---- Page text

Series: Restoration Sermons

Date:

Speaker: Ed Rangel

Location: Waupaca Church of Christ

Bible Version: NASB 1995

Sermon Type: Expository

Learning Objectives

By the close of this lesson the hearer should be able to:

  1. Define the use of "the poor" as a term applicable to multiple dimensions of human life, not only finances.
  2. Name the four categories of poverty identified — material, social, moral, spiritual — and give one example from each.
  3. Explain why poverty in material things is not a sin and why wealth does not commend a person to God.
  4. Identify the specific kind of poverty God blesses from Matthew 5:3 and Isaiah 66:2.
  5. Assess their own poverty honestly across all four categories and receive the blessing available to the poor in spirit.

Thesis

Poverty is broader than the absence of money. A person may be materially comfortable and still be desperately poor — in relationships, in character, in fellowship with God. The poor Jesus declares "blessed" (Matt. 5:3) are not the materially destitute; they are the poor in spirit — the ones who know their need before God and come to him with nothing to offer but that knowledge.

Burden

The outline opens with a definition that immediately broadens the sermon's scope: "The poor are the destitute. It is usually put in contrast with rich. It is a term that may be applied to all the things we possess. One may be poor in some things and rich in others." The burden is to press the hearer into an honest inventory across all four dimensions of poverty — material, social, moral, spiritual — and to end with the poverty God blesses: the poor in spirit who do not pretend to bring anything to God except need.

Introduction

"For you always have the poor with you, but you do not always have Me" (John 12:8). Jesus said this in the house of Simon the leper, in response to the disciples' protest that the ointment Mary poured on his feet should have been sold and the proceeds given to the poor. The statement is not a dismissal of the poor; it is a grounding of Mary's extravagance in the uniqueness of the moment. But it is also a statement of fact: the poor are always present. They are present in every generation, in every society, in every congregation. The question the sermon addresses is not whether the poor exist but what kind of poverty threatens the hearer most deeply.

I. The Poor in Material Things

"We brought nothing into the world, so we cannot take anything out of it either" (I Tim. 6:7). Poverty in material things is the category that most immediately comes to mind: the person without sufficient food, clothing, or shelter. the reduces the list of actual necessities to three: food, clothing, and shelter. Everything beyond these is surplus — necessary surplus at times, but surplus. The person who lacks even these is materially poor.

--------
---- Source material

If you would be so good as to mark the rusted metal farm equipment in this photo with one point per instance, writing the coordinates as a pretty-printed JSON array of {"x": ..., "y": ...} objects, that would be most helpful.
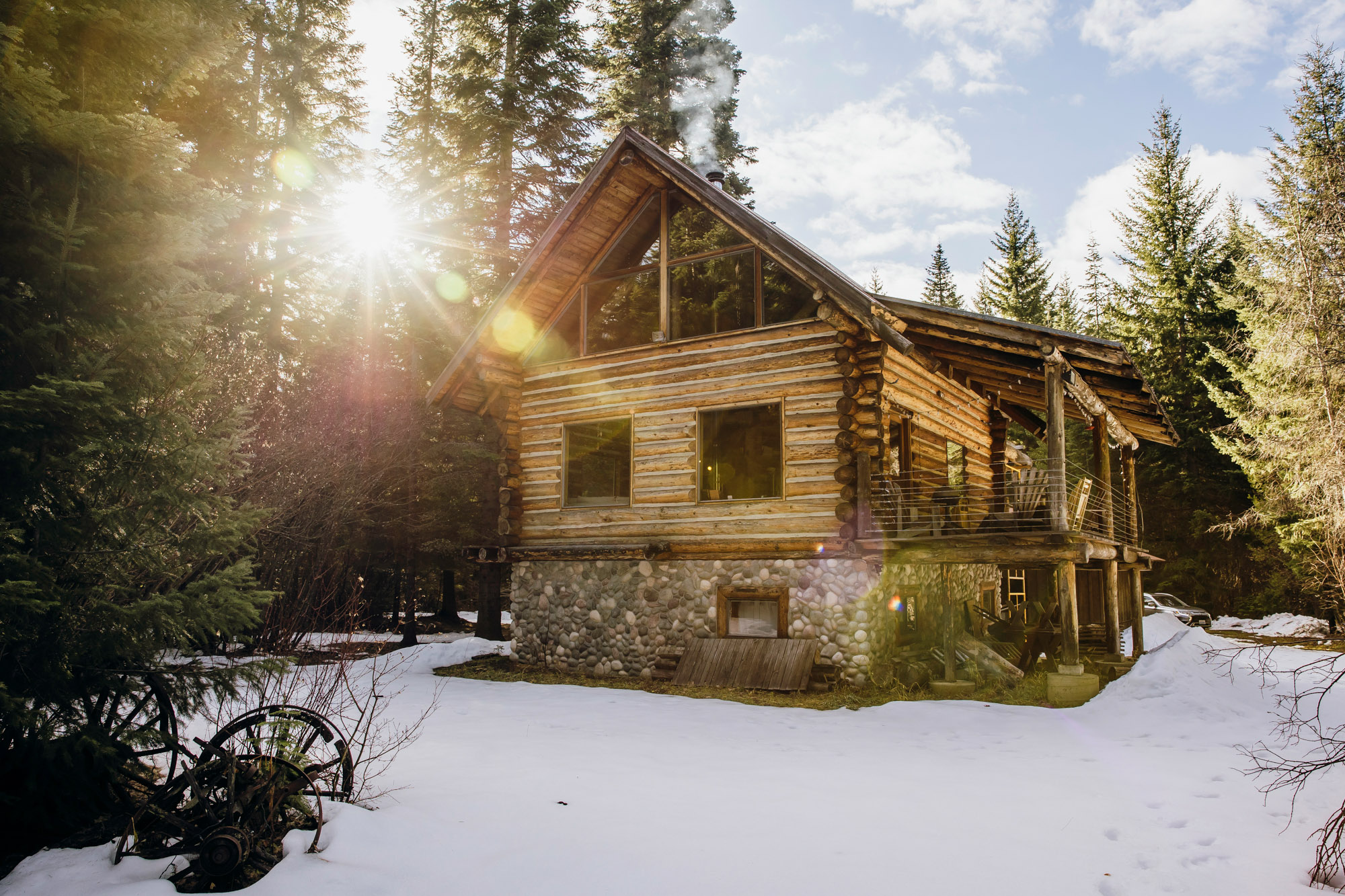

--------

> [Set task]: Return word for word the passage of the sermon outline above, starting at "By the close" and ending at "person to God.".

> [Output for this task]:
By the close of this lesson the hearer should be able to:

  1. Define the use of "the poor" as a term applicable to multiple dimensions of human life, not only finances.
  2. Name the four categories of poverty identified — material, social, moral, spiritual — and give one example from each.
  3. Explain why poverty in material things is not a sin and why wealth does not commend a person to God.